> **Records of labeled points**:
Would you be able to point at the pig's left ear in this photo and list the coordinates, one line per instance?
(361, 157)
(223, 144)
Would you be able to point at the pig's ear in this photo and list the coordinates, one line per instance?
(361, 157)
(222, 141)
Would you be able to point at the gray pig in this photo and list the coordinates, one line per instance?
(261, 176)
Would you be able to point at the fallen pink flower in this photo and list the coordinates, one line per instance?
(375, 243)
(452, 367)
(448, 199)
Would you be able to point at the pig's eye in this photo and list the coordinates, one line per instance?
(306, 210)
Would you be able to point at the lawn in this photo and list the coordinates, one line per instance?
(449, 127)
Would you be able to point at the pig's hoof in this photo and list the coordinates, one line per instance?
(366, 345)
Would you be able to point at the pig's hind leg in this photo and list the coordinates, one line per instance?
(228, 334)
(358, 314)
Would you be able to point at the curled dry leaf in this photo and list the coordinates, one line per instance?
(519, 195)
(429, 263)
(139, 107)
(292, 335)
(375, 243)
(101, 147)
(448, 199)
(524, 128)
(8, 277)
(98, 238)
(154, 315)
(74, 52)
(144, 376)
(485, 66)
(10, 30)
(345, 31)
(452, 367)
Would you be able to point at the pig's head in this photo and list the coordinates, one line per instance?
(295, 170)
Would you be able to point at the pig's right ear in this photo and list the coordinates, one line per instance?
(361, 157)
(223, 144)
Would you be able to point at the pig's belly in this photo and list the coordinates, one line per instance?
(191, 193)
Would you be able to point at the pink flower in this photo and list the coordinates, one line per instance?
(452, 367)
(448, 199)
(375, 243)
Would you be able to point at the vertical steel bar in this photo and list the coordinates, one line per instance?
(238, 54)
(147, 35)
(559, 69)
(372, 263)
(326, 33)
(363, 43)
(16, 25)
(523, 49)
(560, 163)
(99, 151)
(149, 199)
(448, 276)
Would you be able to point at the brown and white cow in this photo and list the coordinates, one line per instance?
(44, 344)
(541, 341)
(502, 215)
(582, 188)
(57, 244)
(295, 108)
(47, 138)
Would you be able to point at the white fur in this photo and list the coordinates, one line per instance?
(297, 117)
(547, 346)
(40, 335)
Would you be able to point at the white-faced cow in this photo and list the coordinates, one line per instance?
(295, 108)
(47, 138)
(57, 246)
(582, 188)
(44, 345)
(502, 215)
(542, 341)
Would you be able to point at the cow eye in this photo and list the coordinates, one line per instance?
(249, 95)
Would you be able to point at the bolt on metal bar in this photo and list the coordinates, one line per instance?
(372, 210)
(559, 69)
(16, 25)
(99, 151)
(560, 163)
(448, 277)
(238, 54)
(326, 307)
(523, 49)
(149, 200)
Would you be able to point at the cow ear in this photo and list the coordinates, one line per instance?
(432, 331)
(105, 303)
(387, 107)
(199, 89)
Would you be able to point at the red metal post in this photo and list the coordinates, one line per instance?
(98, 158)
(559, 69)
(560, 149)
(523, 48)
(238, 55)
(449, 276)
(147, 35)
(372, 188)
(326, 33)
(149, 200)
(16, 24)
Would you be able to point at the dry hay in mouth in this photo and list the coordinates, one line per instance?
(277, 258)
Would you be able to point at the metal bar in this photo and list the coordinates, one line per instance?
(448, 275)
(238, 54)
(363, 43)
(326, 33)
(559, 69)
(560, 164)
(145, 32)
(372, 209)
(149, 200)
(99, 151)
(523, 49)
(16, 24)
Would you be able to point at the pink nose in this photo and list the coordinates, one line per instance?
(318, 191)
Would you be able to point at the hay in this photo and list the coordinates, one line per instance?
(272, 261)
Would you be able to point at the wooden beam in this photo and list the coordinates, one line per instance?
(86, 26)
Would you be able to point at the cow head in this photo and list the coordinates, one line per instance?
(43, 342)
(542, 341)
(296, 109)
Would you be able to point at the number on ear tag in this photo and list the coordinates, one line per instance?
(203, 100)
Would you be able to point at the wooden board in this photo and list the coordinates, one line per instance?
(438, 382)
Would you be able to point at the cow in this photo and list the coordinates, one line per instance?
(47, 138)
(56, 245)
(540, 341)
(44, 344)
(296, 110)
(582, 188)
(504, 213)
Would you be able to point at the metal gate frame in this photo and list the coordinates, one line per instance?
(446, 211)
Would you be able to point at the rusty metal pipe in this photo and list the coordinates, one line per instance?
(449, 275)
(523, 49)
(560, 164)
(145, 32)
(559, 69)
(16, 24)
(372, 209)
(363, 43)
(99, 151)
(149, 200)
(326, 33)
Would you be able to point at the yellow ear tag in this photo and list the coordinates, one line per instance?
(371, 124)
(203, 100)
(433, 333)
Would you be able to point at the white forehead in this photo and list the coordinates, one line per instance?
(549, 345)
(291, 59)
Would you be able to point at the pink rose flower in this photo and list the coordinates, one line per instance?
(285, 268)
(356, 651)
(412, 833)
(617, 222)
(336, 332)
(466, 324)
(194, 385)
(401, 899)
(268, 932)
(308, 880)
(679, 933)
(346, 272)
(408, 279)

> **Stated task**:
Copy every line of the records above without any change, keeping the lines in their original order.

> **Finished answer**:
Would you be able to point at the pig's left ear in this photo and list the coordinates, one line per instance?
(361, 157)
(223, 144)
Would you be able to point at the pig's ear in this photo and list the coordinates, one line per instance?
(361, 157)
(222, 141)
Would you be able to point at the gray pig in this photo and list the coordinates, one line per instance?
(261, 176)
Would you be able to point at the fallen pink flower in this photo and list the coordinates, one line per instance?
(375, 243)
(452, 367)
(448, 199)
Would you be able to point at the pig's eye in this photo and list the coordinates, one line per instance?
(306, 210)
Would you be able to point at the lawn in this photo and list the coordinates, one line per instance?
(449, 127)
Would you be able to point at the pig's hoof in this photo and list the coordinates, one line per instance?
(366, 345)
Would you be able to point at the pig's hind leg in this photo and list the coordinates, one line per instance?
(228, 334)
(358, 314)
Would you be able to point at the curled dry leaf in this photo and list the coordinates, one line per instance?
(519, 195)
(429, 263)
(139, 107)
(292, 335)
(375, 243)
(101, 147)
(448, 199)
(524, 128)
(8, 277)
(98, 238)
(154, 315)
(74, 52)
(144, 376)
(485, 66)
(10, 30)
(345, 31)
(452, 367)
Would you be able to point at the pig's head in this photo and list the coordinates, one line per instance?
(295, 170)
Would you be able to point at the pig's right ear in this photo and list the coordinates, one line per instance?
(361, 157)
(223, 144)
Would you be able to point at the pig's belly in this photo and list the coordinates, one line per instance?
(191, 193)
Would you be able to point at the pink flower in this photo and list the coordinates, one line per instance?
(452, 367)
(448, 199)
(375, 243)
Would you be able to point at the vertical steel bar in this photo and list the coordinates, one line per instance?
(238, 54)
(147, 35)
(559, 69)
(372, 263)
(326, 33)
(363, 43)
(16, 25)
(523, 49)
(560, 163)
(99, 151)
(149, 199)
(448, 276)
Would you be able to point at the brown and white cow in this photo and list the coordinates, one line per instance?
(44, 344)
(541, 341)
(502, 215)
(582, 188)
(57, 244)
(295, 108)
(47, 138)
Would you be able to point at the white fur in this photo and list the coordinates, one line per instance?
(297, 117)
(547, 346)
(40, 335)
Would you be able to point at the white-faced cow in this photo and list the coordinates, one line per instance?
(295, 108)
(47, 138)
(57, 246)
(582, 188)
(44, 345)
(502, 215)
(542, 341)
Would you be able to point at the cow eye in this photo and list the coordinates, one line per instance?
(249, 95)
Would you be able to point at the bolt on metal bar in this photo and list the coordinates, one line per instance?
(372, 210)
(559, 69)
(16, 25)
(99, 151)
(560, 163)
(448, 277)
(238, 54)
(326, 307)
(523, 49)
(149, 200)
Would you be able to point at the cow ear in this photo and list the coordinates, one line per instance?
(432, 331)
(105, 303)
(387, 107)
(199, 89)
Would you be able to point at the red metal post in this photo and list the coordinates, one line per instance?
(98, 158)
(559, 69)
(560, 149)
(523, 48)
(238, 55)
(449, 276)
(147, 35)
(372, 188)
(326, 33)
(149, 200)
(16, 24)
Would you be able to point at the dry hay in mouth in this photo and list the coordinates, one line per instance?
(277, 258)
Would you be able to point at the metal bar in this photo and list the coordinates, one line per instance?
(448, 275)
(238, 54)
(363, 43)
(326, 33)
(559, 69)
(560, 164)
(145, 32)
(372, 209)
(149, 200)
(99, 151)
(523, 49)
(16, 24)
Would you be able to point at the pink nose in this photo and list the coordinates, one line per instance?
(318, 191)
Would you be able to point at the hay in this photo and list the coordinates, one line per instance?
(272, 261)
Would you be able to point at the wooden beam in this photo and list the coordinates, one line per instance?
(86, 26)
Would you be able to point at the cow head in this photo and list the coordinates, one line per instance?
(43, 342)
(542, 341)
(296, 109)
Would you be able to point at the number on ear tag in this photo and list the coordinates, one line per instance?
(203, 100)
Would you be able to point at the wooden board in this photo and list the coordinates, one line per instance?
(438, 382)
Would you be able to point at the cow in this photo and list the coordinates, one line per instance?
(47, 138)
(56, 245)
(540, 341)
(44, 344)
(296, 110)
(582, 188)
(504, 213)
Would you be able to point at the metal gate frame in this photo and list the coordinates, one line per instance?
(446, 211)
Would you be able to point at the rusty metal pipe in this photo and list the coordinates, one line per instance?
(449, 275)
(523, 49)
(560, 164)
(145, 32)
(559, 69)
(16, 24)
(372, 209)
(363, 43)
(99, 151)
(149, 200)
(326, 33)
Would you be able to point at the yellow ear tag in this photo and list the coordinates, one line per instance?
(371, 124)
(203, 100)
(433, 333)
Would you be able to point at the white forehead in this photo and list the coordinates, one line per instance?
(549, 345)
(291, 59)
Would you be able to point at the pink rose flower in this photo and list the coordinates, one line per instance?
(285, 268)
(356, 651)
(412, 833)
(617, 222)
(336, 332)
(466, 324)
(194, 385)
(401, 899)
(268, 932)
(308, 880)
(679, 933)
(346, 272)
(408, 279)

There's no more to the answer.